Justice Thomas: No penchant for pot, but a talent for tax

There has been much buzz about the surprising loquaciousness of Supreme Court Justice Clarence Thomas in a statement regarding the denial of certiorari in a recent case. So what are the takeaways?

Julie A. Werner-Simon

Phone: (213) 894-5456

Email: jawsmedia.la@gmail.com

University of Wisconsin Law School

Julie is a former federal prosecutor who served the U.S. Department of Justice in Los Angeles as Deputy Chief of the Organized Crime Strike Force and Senior Litigation Counsel in Major Frauds, recently completed a constitutional law fellowship at Southwestern Law School, and was awarded an LLM from the law school. Werner-Simon, who simultaneously with her legal studies created a consulting company, "Persuade2Win," is currently a legal analyst at Drexel University's LeBow School of Business in the university's emerging industries program. She is also a law professor (adjunct) at Drexel University's School of Law where she teaches Marijuana Law: History, the Constitution & Best Business Practices.

New York Times News Service

There has been much buzz about the surprising loquaciousness of Supreme Court Justice Clarence Thomas in a statement regarding the denial of certiorari in Standing Akimbo LLC. et al, v. United States, 20-645, which issued on June 28. While Justice Thomas procedurally agreed with the court's decision, he lamented how confusing it must be to people who follow the marijuana rules in their home state, and whose conduct is purely intrastate activity, when the federal government uses an IRS administrative summons to gather evidence about whether the taxpayers are taking deductions that would be legal under state law but are illegal under federal law.

After recounting his laundry list of federal-state issues, Thomas harnesses his inner deus ex machina self and dead-stops with the words: "I could go on."

Data provided:
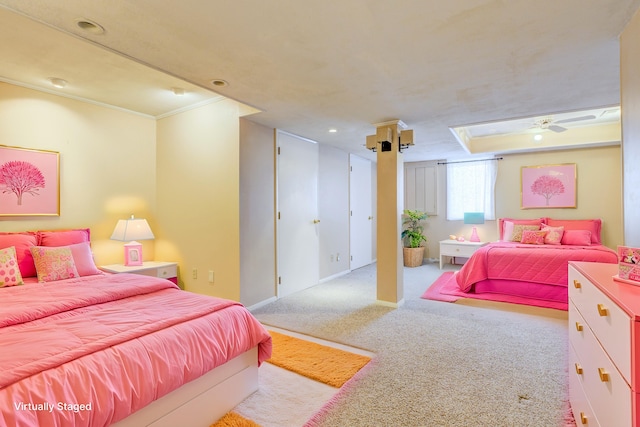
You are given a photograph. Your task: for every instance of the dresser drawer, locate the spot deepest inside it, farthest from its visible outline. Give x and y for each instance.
(610, 325)
(604, 387)
(582, 411)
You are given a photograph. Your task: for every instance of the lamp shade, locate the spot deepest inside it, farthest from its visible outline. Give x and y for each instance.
(474, 217)
(131, 229)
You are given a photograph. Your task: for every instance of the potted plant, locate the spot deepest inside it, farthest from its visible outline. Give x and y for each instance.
(413, 237)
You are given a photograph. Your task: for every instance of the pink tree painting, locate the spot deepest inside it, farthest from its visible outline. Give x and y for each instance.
(21, 178)
(547, 186)
(29, 182)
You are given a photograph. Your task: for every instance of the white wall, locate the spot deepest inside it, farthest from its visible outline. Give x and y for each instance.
(333, 207)
(257, 213)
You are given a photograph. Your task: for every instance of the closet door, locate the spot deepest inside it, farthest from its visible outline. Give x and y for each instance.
(298, 226)
(361, 212)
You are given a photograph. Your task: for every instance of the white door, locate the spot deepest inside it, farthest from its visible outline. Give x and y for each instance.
(361, 215)
(298, 244)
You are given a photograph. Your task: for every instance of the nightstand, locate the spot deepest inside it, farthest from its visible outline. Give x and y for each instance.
(455, 248)
(165, 270)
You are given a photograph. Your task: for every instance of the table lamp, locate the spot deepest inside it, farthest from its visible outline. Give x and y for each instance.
(131, 230)
(474, 218)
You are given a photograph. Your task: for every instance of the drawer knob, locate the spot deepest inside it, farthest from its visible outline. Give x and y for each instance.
(604, 376)
(602, 310)
(583, 418)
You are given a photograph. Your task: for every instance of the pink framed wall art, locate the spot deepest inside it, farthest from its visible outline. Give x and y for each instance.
(29, 182)
(548, 186)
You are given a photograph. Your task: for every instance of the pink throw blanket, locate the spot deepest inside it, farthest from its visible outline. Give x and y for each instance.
(104, 340)
(546, 264)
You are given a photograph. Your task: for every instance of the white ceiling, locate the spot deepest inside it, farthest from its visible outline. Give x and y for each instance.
(310, 66)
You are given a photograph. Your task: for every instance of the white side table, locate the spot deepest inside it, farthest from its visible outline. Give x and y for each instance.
(165, 270)
(454, 248)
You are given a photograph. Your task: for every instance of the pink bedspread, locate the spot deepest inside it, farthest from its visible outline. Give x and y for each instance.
(546, 264)
(91, 351)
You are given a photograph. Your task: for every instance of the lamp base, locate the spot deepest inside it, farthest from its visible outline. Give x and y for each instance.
(474, 235)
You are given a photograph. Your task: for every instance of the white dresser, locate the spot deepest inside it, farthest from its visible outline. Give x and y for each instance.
(604, 346)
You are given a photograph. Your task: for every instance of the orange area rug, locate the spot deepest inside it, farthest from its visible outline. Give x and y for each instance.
(328, 365)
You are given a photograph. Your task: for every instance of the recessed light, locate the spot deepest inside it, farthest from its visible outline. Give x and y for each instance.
(57, 82)
(90, 26)
(219, 82)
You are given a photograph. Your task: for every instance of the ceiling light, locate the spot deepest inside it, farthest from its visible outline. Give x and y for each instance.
(90, 26)
(57, 82)
(219, 83)
(178, 91)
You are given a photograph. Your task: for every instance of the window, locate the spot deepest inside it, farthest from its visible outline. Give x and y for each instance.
(470, 188)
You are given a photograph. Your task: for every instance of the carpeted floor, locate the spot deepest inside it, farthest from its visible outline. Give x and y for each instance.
(473, 363)
(446, 289)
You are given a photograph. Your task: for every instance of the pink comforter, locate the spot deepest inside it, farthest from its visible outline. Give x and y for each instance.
(91, 351)
(546, 264)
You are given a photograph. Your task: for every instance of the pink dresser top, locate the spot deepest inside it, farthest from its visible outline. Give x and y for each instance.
(625, 295)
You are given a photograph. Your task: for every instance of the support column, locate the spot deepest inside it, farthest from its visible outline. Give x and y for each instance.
(390, 195)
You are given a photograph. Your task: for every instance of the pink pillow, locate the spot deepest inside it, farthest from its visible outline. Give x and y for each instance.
(9, 271)
(506, 225)
(63, 237)
(554, 235)
(533, 237)
(576, 237)
(54, 263)
(22, 242)
(83, 259)
(592, 225)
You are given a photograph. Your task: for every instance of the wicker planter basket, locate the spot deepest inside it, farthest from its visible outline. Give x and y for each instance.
(413, 256)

How to complete this task:
Can you continue the article on Justice Thomas's statement about the Standing Akimbo denial, starting right after its last sentence?

Output for this exercise:
The mainstream media made it seem that if our nation's current longest-serving justice thinks there is a problem with the piecemeal approach to the treatment of marijuana, then federal illegality will soon be over.

Not so fast. The Supreme Court cannot make marijuana a federally legal substance. There are three ways that Congress and the executive branch can change things.

Method 1: Action By Congress

Congress can change or amend the Controlled Substances Act -- which made marijuana definitively an illegal substance in America during the Nixon administration -- or craft other legislation to change marijuana's federally illicit status.

Federal legalization of marijuana, to some degree, happened in December 2018 with Farm Bill legislation legalizing substances containing 0.3% or less THC. The marijuana plant and its derivatives with that amount of THC are now legal and in federal parlance, is called "hemp." 7 U.S.C. Section 1639o.

Method 2: Action By the Executive Branch

The executive branch can use the "scheduling-change-of-status" procedures set forth in the CSA. Marijuana could be rescheduled or descheduled from the CSA drug classification schedule by members of the president's cabinet, the attorney general, and the secretary of Health and Human Services -- with or without the attorney general's approval.

The CSA permits the attorney general to ask the HHS secretary for a written scientific and medical evaluation to downgrade or remove marijuana from the drug classification schedule. 21 U.S.C. Section 811. This means Attorney General Merrick Garland could ask HHS Secretary Xavier Becerra for a report to reschedule or deschedule marijuana from its Schedule I perch. The CSA also permits Becerra to independently generate a scheduling recommendation report that would be binding on Garland. Id. Section 811(b).

Method 3: Administrative Action By Petitioning the DEA for Rescheduling or Descheduling

Marijuana could be legalized a third way by "an interested-party-petition" through an administrative rulemaking process involving the attorney general and one of the agencies the attorney general oversees, specifically the Drug Enforcement Administration.

Any "interested party" can petition the attorney general to reschedule or deschedule a drug. For decades, the attorney general has "delegated" the DEA to "receive" the citizen-petitions. 28 C.F.R. Section 0.100.1. If the DEA denies the petition, or issues any other adverse order, the citizen-petitioner can appeal directly to a federal appellate court. 21 U.S.C. 811(a).

None of these methods involves the Supreme Court -- at least not yet, and Standing Akimbo does not implicate any of these three means to marijuana legalization.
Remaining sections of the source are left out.